CHALLENGE ->
Return the rows word for word, starting at the first line and stopping after the line that contains "76), (95, 29)]", with both of those lines included.
┌─ ENTRIES SHOWN
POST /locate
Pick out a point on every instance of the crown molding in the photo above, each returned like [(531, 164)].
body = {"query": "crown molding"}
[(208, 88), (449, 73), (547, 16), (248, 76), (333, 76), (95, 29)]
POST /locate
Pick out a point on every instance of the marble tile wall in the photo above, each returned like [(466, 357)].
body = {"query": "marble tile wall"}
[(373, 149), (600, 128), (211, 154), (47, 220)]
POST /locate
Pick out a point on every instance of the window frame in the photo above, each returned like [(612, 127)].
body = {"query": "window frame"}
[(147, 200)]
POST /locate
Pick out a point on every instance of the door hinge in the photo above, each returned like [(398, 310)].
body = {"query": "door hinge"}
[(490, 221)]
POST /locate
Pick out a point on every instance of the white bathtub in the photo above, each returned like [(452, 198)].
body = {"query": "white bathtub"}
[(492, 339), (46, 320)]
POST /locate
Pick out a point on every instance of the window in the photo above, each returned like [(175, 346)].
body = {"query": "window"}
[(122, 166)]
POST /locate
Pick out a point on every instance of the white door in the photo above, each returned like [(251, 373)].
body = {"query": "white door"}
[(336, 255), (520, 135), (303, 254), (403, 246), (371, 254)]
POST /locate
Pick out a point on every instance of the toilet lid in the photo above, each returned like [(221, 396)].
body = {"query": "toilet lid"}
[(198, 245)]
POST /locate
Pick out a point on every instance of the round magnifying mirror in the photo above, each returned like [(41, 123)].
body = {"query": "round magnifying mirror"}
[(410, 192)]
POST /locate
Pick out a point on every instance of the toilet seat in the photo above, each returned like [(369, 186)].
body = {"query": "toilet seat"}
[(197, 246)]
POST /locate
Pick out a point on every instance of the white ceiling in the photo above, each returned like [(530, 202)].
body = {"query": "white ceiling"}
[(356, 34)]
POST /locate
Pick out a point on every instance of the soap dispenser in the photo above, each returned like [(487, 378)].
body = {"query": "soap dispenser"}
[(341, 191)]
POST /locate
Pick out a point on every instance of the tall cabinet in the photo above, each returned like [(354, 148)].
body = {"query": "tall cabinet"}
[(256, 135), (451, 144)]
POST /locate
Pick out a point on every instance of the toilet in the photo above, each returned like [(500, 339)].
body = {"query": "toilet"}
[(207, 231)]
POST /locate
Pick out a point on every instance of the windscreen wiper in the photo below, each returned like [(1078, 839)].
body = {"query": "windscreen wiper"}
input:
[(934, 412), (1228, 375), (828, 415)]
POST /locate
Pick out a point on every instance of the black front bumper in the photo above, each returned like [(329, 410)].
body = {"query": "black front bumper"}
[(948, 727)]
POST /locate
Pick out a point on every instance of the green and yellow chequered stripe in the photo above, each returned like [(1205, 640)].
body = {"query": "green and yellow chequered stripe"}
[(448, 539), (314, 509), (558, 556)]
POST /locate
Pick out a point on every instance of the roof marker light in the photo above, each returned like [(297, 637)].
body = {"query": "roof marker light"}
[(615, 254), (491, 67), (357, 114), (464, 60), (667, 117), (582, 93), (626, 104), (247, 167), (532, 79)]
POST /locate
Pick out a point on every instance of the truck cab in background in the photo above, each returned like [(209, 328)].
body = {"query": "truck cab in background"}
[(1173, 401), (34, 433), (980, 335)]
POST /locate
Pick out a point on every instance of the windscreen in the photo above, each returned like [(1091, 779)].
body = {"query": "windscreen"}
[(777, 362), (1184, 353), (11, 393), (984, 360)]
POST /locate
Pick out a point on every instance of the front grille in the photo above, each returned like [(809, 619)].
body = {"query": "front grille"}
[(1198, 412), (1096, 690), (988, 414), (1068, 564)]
└─
SOLVED PROBLEM ->
POST /locate
Pick out a point on every instance of the crown molding in the photo above, each returned like [(531, 164)].
body = {"query": "crown molding"}
[(208, 88), (449, 73), (547, 16), (248, 76), (333, 76), (95, 29)]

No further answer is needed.